Given instruction :: Copy each of the records below line for line, without changing a word or number.

Entries supplied ::
---+---
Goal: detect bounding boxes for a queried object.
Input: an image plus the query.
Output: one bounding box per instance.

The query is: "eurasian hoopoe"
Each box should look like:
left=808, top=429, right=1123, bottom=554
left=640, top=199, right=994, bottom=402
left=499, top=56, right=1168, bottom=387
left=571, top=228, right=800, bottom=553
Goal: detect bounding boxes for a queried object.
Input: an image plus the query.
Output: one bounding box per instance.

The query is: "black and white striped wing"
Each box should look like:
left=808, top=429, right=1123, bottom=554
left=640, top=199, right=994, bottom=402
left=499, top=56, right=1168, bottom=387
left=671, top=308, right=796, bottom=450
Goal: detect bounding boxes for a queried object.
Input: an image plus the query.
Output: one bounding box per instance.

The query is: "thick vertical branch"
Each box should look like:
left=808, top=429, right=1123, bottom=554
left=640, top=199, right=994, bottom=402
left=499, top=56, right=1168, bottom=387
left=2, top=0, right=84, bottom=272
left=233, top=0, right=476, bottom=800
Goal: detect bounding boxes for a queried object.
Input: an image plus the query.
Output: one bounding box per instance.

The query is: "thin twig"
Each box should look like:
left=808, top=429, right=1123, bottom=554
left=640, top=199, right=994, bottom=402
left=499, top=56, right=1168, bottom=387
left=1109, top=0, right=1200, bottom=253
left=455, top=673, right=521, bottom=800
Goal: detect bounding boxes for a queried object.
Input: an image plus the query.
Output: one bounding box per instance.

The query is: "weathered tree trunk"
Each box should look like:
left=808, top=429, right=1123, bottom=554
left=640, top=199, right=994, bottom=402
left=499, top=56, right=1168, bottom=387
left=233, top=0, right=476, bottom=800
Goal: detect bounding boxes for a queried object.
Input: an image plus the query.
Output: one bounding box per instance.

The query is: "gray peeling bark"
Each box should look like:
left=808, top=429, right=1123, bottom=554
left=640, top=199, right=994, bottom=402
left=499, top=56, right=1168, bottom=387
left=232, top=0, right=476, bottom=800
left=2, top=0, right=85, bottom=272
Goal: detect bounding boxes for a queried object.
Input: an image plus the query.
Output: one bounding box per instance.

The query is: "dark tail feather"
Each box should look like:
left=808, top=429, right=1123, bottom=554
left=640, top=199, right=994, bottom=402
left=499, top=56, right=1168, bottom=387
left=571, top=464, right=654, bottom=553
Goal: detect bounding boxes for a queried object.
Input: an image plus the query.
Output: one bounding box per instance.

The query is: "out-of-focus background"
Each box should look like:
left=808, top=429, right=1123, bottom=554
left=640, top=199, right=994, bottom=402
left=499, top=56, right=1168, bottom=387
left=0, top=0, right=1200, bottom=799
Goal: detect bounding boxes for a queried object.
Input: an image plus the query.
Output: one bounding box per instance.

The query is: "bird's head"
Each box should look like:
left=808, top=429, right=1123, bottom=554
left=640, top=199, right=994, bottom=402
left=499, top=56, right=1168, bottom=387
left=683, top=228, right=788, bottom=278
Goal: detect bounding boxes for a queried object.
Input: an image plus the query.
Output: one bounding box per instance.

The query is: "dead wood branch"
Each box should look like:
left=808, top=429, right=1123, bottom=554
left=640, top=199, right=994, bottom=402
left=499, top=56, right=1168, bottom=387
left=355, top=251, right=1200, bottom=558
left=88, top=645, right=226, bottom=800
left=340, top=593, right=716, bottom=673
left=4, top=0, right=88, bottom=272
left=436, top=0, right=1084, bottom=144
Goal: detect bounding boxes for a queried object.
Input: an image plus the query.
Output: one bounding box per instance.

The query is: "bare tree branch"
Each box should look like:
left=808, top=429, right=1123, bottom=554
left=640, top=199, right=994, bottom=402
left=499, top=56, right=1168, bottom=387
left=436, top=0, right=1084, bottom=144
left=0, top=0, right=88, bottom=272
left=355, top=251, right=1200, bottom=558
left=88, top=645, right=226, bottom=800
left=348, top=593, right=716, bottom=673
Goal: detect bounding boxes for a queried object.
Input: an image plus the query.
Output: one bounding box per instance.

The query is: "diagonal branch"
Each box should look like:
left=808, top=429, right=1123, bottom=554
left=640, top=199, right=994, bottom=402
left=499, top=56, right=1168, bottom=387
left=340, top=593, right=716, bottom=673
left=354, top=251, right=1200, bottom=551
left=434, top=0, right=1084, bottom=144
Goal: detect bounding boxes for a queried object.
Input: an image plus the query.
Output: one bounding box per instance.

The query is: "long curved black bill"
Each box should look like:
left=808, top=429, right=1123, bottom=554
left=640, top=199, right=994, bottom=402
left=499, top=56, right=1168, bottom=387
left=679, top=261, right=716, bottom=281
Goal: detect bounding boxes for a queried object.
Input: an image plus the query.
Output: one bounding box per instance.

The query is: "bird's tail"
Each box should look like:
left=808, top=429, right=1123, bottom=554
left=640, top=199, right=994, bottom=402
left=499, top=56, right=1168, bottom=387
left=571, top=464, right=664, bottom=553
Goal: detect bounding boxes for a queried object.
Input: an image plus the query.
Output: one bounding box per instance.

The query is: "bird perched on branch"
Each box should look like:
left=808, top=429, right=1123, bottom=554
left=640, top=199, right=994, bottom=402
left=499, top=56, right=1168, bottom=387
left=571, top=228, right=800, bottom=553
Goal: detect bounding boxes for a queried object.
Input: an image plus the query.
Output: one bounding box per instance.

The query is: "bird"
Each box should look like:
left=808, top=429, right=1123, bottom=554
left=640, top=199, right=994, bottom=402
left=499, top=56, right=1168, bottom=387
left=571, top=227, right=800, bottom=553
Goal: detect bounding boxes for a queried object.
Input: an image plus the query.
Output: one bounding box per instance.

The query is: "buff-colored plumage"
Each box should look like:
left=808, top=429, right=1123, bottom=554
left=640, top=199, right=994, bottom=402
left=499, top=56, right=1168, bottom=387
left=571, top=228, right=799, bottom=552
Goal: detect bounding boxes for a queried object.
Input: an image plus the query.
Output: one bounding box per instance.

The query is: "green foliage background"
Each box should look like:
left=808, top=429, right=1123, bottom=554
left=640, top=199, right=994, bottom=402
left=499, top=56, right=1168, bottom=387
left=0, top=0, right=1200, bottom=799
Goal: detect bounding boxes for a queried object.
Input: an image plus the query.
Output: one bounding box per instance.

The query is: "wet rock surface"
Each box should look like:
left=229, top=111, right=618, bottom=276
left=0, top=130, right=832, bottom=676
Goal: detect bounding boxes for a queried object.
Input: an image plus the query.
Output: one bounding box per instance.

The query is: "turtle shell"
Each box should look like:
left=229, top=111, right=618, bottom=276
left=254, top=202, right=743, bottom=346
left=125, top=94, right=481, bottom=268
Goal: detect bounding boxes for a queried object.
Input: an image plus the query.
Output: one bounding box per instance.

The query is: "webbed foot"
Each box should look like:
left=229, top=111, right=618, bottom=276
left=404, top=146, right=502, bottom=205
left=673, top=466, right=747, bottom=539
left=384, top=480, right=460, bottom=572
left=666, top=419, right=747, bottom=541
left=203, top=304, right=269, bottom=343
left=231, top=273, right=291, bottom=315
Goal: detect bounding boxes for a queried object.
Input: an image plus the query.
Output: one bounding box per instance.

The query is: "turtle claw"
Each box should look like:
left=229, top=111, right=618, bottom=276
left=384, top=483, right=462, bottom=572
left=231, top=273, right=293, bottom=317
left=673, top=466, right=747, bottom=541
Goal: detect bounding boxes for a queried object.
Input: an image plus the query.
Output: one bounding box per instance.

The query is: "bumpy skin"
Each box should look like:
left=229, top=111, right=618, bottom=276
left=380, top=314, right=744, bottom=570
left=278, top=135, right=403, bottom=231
---+---
Full answer ::
Goal: detect bounding boxes for a queried object.
Input: an image plus the query.
Output: one bounding box per instance.

The query is: "eurasian hoopoe"
Each box should look like:
left=808, top=429, right=1123, bottom=554
left=640, top=199, right=994, bottom=402
left=499, top=56, right=1168, bottom=387
left=571, top=228, right=800, bottom=553
Goal: detect bounding boxes for a queried object.
Input: an image plus the query.
Output: one bounding box per instance.

The query is: "black and white striped wing"
Each box should look like:
left=808, top=429, right=1123, bottom=554
left=640, top=199, right=994, bottom=402
left=499, top=56, right=1168, bottom=387
left=671, top=308, right=796, bottom=450
Goal: detect bounding boxes for a queried object.
Input: an image plus the query.
Output: one bounding box per instance.

The query is: "thick vertical branch"
Each box should look like:
left=808, top=429, right=1123, bottom=554
left=640, top=199, right=994, bottom=402
left=499, top=56, right=1168, bottom=387
left=2, top=0, right=84, bottom=272
left=233, top=0, right=476, bottom=800
Goal: detect bounding boxes for a queried object.
Input: an image plus the query.
Output: one bounding box per instance.

The query is: "thin twig"
Each box should look like:
left=808, top=429, right=1123, bottom=554
left=640, top=199, right=994, bottom=402
left=499, top=56, right=1168, bottom=387
left=1109, top=0, right=1200, bottom=253
left=455, top=673, right=521, bottom=800
Goal: detect bounding boxes for a queried object.
Input: an image plus the query.
Output: one bounding box per instance.

The query is: "weathered tree trunk"
Each box should look like:
left=808, top=429, right=1123, bottom=554
left=640, top=199, right=994, bottom=402
left=499, top=56, right=1168, bottom=387
left=233, top=0, right=476, bottom=800
Goal: detect bounding boxes for a queried object.
Input: an image plus the query.
Output: one bounding box per instance.

The query is: "gray peeling bark"
Each box should look like:
left=808, top=429, right=1123, bottom=554
left=640, top=199, right=994, bottom=402
left=499, top=56, right=1168, bottom=387
left=232, top=0, right=476, bottom=800
left=2, top=0, right=85, bottom=272
Goal: detect bounding boxes for a queried object.
Input: an image plus the query.
Output: one bounding box per instance.

The query is: "dark tail feather"
Each box should look like:
left=808, top=429, right=1123, bottom=554
left=640, top=199, right=994, bottom=402
left=499, top=56, right=1168, bottom=387
left=571, top=464, right=654, bottom=553
Goal: detect bounding boxes for a queried object.
Input: an image plus the query.
Output: one bounding box per instance.

The query is: "out-of-focus background"
Each box should look like:
left=808, top=429, right=1123, bottom=554
left=640, top=199, right=994, bottom=402
left=499, top=56, right=1168, bottom=387
left=0, top=0, right=1200, bottom=799
Goal: detect bounding boxes for a queried object.
Input: an image plus the query.
Output: one bounding box per instance.

The query is: "bird's head"
Each box should look like:
left=808, top=429, right=1123, bottom=554
left=640, top=199, right=994, bottom=402
left=499, top=56, right=1168, bottom=387
left=683, top=228, right=788, bottom=278
Goal: detect bounding boxes for a queried object.
Input: an image plus the query.
Output: one bounding box per instance.

The query is: "dead wood branch"
Each box should look like:
left=808, top=429, right=1123, bottom=554
left=640, top=199, right=994, bottom=402
left=499, top=56, right=1168, bottom=387
left=355, top=251, right=1200, bottom=558
left=88, top=645, right=226, bottom=800
left=340, top=593, right=716, bottom=673
left=4, top=0, right=88, bottom=272
left=436, top=0, right=1084, bottom=144
Goal: detect bounding boxes for a queried object.
Input: an image plus the query.
Output: one bounding box per instance.

The query is: "bare tree branch"
Each box should look like:
left=808, top=429, right=1123, bottom=554
left=640, top=199, right=994, bottom=402
left=499, top=56, right=1168, bottom=387
left=436, top=0, right=1084, bottom=144
left=0, top=0, right=88, bottom=272
left=355, top=251, right=1200, bottom=558
left=88, top=645, right=226, bottom=800
left=348, top=593, right=716, bottom=673
Goal: detect bounding boxes for a queried object.
Input: an image plus the query.
Output: one bounding box per instance.

The query is: "diagonal branch"
Each box should look like:
left=808, top=429, right=1123, bottom=554
left=640, top=199, right=994, bottom=402
left=499, top=56, right=1168, bottom=387
left=340, top=593, right=716, bottom=673
left=354, top=251, right=1200, bottom=551
left=434, top=0, right=1084, bottom=144
Goal: detect bounding boxes for a queried object.
Input: an image plus the query.
Output: one bounding box per instance.

The query is: "long curved black bill"
Each box should look like:
left=808, top=429, right=1123, bottom=554
left=640, top=199, right=994, bottom=402
left=499, top=56, right=1168, bottom=387
left=679, top=261, right=716, bottom=281
Goal: detect bounding boxes for a queried object.
Input: an image plus the query.
Output: one bounding box per instance.

The query is: "bird's tail"
Each box should look like:
left=808, top=429, right=1123, bottom=554
left=640, top=199, right=994, bottom=402
left=499, top=56, right=1168, bottom=387
left=571, top=464, right=664, bottom=553
Goal: detect bounding boxes for a queried object.
Input: an image plus the query.
Output: one bounding box per instance.

The query is: "bird perched on branch"
Each box should look like:
left=808, top=429, right=1123, bottom=554
left=640, top=199, right=994, bottom=402
left=499, top=56, right=1168, bottom=387
left=571, top=228, right=800, bottom=553
Goal: detect bounding boxes for a queried object.
Input: an image plus the query.
Output: one bounding box per instance.

The query is: "bird"
Each box should look like:
left=808, top=429, right=1123, bottom=554
left=640, top=199, right=994, bottom=402
left=499, top=56, right=1168, bottom=387
left=571, top=227, right=800, bottom=553
Goal: detect bounding boxes for a queried object.
Input: an image plus the query.
Output: one bounding box per instance.

The query is: "buff-colored plumage"
Each box should look like:
left=808, top=429, right=1123, bottom=554
left=640, top=199, right=994, bottom=402
left=499, top=56, right=1168, bottom=387
left=571, top=228, right=799, bottom=552
Goal: detect bounding boxes for a queried object.
Input: an image plus the query.
Output: one bounding box per instance.

The query is: "green foliage background"
Each box should look like:
left=808, top=429, right=1123, bottom=554
left=640, top=199, right=994, bottom=402
left=499, top=56, right=1168, bottom=387
left=0, top=0, right=1200, bottom=799
Goal: detect bounding boxes for a queried object.
Input: an image plus the query.
Output: one bounding box per instance.

The query is: "wet rock surface"
Each box should look like:
left=229, top=111, right=618, bottom=276
left=0, top=130, right=832, bottom=676
Goal: detect bounding boxes for a queried object.
Input: an image plus the query.
Output: one bounding box per instance.

The query is: "turtle shell"
Each box should look like:
left=229, top=111, right=618, bottom=276
left=254, top=202, right=743, bottom=346
left=125, top=94, right=481, bottom=268
Goal: detect bounding boxes for a queried object.
Input: an image plus the query.
Output: one bounding box per instance.

The query is: "webbed foot"
Each box should look like:
left=229, top=111, right=618, bottom=276
left=404, top=146, right=502, bottom=205
left=673, top=466, right=747, bottom=539
left=384, top=480, right=460, bottom=572
left=666, top=419, right=747, bottom=541
left=203, top=304, right=269, bottom=343
left=231, top=273, right=291, bottom=315
Goal: detect bounding boxes for a queried object.
Input: an image plus the query.
Output: one bounding box per instance.

The query is: "turtle claw"
Each box should look like:
left=229, top=111, right=618, bottom=276
left=384, top=483, right=462, bottom=572
left=231, top=273, right=293, bottom=317
left=673, top=466, right=747, bottom=541
Goal: detect bounding boxes for a queried object.
Input: an image plus the query.
Output: one bounding box per instance.

The query is: "bumpy skin"
Each box should look like:
left=229, top=111, right=618, bottom=276
left=380, top=314, right=744, bottom=570
left=278, top=135, right=403, bottom=231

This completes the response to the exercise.